* **WHAT YOU NEED TO DO**:
Below is some material; transcribe all of it exactly.

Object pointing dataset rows
━━━━━━━━
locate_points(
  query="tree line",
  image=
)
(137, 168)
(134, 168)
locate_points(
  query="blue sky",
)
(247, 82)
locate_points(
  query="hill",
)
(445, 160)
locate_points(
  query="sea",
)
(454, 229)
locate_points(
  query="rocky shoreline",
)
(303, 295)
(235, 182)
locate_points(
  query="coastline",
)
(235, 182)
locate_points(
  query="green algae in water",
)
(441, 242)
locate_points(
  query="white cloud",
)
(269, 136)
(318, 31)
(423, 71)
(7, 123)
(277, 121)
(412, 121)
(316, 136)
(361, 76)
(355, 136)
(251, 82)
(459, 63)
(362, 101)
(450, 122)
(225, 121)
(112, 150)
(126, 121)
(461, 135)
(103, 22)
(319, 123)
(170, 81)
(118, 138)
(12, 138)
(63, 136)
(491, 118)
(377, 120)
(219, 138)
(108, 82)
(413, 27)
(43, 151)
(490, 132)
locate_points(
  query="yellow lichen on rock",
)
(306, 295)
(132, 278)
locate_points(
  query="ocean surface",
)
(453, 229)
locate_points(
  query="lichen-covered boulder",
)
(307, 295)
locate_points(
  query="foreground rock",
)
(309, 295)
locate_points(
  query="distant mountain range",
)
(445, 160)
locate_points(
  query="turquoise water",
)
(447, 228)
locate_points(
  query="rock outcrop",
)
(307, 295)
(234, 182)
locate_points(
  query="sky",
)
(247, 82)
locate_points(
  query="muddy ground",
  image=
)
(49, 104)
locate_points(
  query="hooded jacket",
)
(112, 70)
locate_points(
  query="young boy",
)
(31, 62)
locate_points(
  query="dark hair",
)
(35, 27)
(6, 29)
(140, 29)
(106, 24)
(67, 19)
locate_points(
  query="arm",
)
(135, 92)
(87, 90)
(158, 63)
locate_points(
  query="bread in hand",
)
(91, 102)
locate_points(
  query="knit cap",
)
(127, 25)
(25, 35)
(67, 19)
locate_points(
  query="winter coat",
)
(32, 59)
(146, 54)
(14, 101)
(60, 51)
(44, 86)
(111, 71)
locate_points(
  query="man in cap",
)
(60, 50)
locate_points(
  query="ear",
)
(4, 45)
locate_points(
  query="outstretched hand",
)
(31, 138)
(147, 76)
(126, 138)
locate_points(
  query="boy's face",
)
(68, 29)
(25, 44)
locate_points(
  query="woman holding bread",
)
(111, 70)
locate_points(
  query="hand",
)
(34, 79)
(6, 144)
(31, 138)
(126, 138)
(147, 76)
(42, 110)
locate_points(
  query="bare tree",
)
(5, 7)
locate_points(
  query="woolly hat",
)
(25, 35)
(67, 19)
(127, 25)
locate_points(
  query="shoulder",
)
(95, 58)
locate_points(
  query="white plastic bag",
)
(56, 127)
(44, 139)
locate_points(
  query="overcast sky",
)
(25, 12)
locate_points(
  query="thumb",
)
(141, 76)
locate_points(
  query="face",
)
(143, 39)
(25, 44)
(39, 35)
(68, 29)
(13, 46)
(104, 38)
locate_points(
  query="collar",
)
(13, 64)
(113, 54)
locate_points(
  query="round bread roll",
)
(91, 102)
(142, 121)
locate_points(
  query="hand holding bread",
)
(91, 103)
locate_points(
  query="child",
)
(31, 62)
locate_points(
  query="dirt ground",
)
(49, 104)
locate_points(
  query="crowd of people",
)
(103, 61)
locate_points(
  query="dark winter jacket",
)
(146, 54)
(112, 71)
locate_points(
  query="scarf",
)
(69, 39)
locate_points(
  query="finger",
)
━━━━━━━━
* **IN RESPONSE**:
locate_points(
  query="tree line",
  image=
)
(137, 168)
(134, 168)
locate_points(
  query="blue sky",
)
(247, 82)
locate_points(
  query="hill",
)
(445, 160)
locate_points(
  query="sea",
)
(454, 229)
locate_points(
  query="rocky shoreline",
)
(303, 295)
(235, 182)
locate_points(
  query="coastline",
)
(235, 182)
locate_points(
  query="green algae in water",
)
(441, 242)
locate_points(
  query="white cloud",
)
(269, 136)
(318, 31)
(423, 71)
(7, 123)
(277, 121)
(412, 121)
(316, 136)
(361, 76)
(355, 136)
(251, 82)
(459, 63)
(362, 101)
(450, 122)
(225, 121)
(112, 150)
(126, 121)
(461, 135)
(103, 22)
(319, 123)
(170, 81)
(118, 138)
(12, 138)
(63, 136)
(491, 118)
(377, 120)
(219, 138)
(108, 82)
(413, 27)
(43, 151)
(490, 132)
locate_points(
  query="yellow lichen on rock",
)
(306, 295)
(132, 278)
locate_points(
  query="ocean surface",
)
(453, 229)
locate_points(
  query="lichen-covered boulder",
)
(307, 295)
locate_points(
  query="foreground rock",
)
(309, 295)
locate_points(
  query="distant mountain range",
)
(445, 160)
locate_points(
  query="turquoise water",
)
(447, 228)
locate_points(
  query="rock outcrop",
)
(307, 295)
(234, 182)
locate_points(
  query="sky",
)
(247, 82)
locate_points(
  query="muddy ground",
  image=
)
(49, 104)
locate_points(
  query="hooded jacket",
)
(112, 70)
locate_points(
  query="young boy",
)
(31, 62)
locate_points(
  query="dark hair",
)
(35, 27)
(6, 29)
(140, 29)
(106, 24)
(67, 19)
locate_points(
  query="arm",
)
(135, 92)
(87, 90)
(158, 63)
locate_points(
  query="bread in hand",
)
(91, 102)
locate_points(
  query="knit cap",
)
(127, 25)
(25, 35)
(67, 19)
locate_points(
  query="winter coat",
)
(32, 59)
(146, 54)
(14, 101)
(60, 51)
(44, 86)
(111, 71)
locate_points(
  query="man in cap",
)
(60, 50)
locate_points(
  query="ear",
)
(4, 45)
locate_points(
  query="outstretched hand",
)
(31, 138)
(147, 76)
(126, 138)
locate_points(
  query="boy's face",
)
(68, 29)
(25, 44)
locate_points(
  query="woman holding bread",
)
(111, 70)
locate_points(
  query="hand",
)
(34, 79)
(6, 144)
(31, 138)
(126, 138)
(147, 76)
(42, 110)
locate_points(
  query="bare tree",
)
(5, 7)
locate_points(
  query="woolly hat",
)
(25, 35)
(67, 19)
(127, 25)
locate_points(
  query="shoulder",
)
(95, 58)
locate_points(
  query="white plastic bag",
)
(56, 127)
(44, 139)
locate_points(
  query="overcast sky",
)
(25, 12)
locate_points(
  query="thumb",
)
(141, 76)
locate_points(
  query="face",
)
(143, 39)
(25, 44)
(39, 35)
(68, 29)
(13, 46)
(104, 38)
locate_points(
  query="collar",
)
(13, 64)
(113, 54)
locate_points(
  query="round bread roll",
)
(91, 102)
(142, 121)
locate_points(
  query="hand holding bread",
)
(91, 103)
locate_points(
  query="child",
)
(31, 62)
locate_points(
  query="dirt ground",
)
(49, 104)
locate_points(
  query="crowd of people",
)
(103, 61)
locate_points(
  query="dark winter jacket",
)
(146, 54)
(112, 71)
locate_points(
  query="scarf",
)
(69, 39)
locate_points(
  query="finger",
)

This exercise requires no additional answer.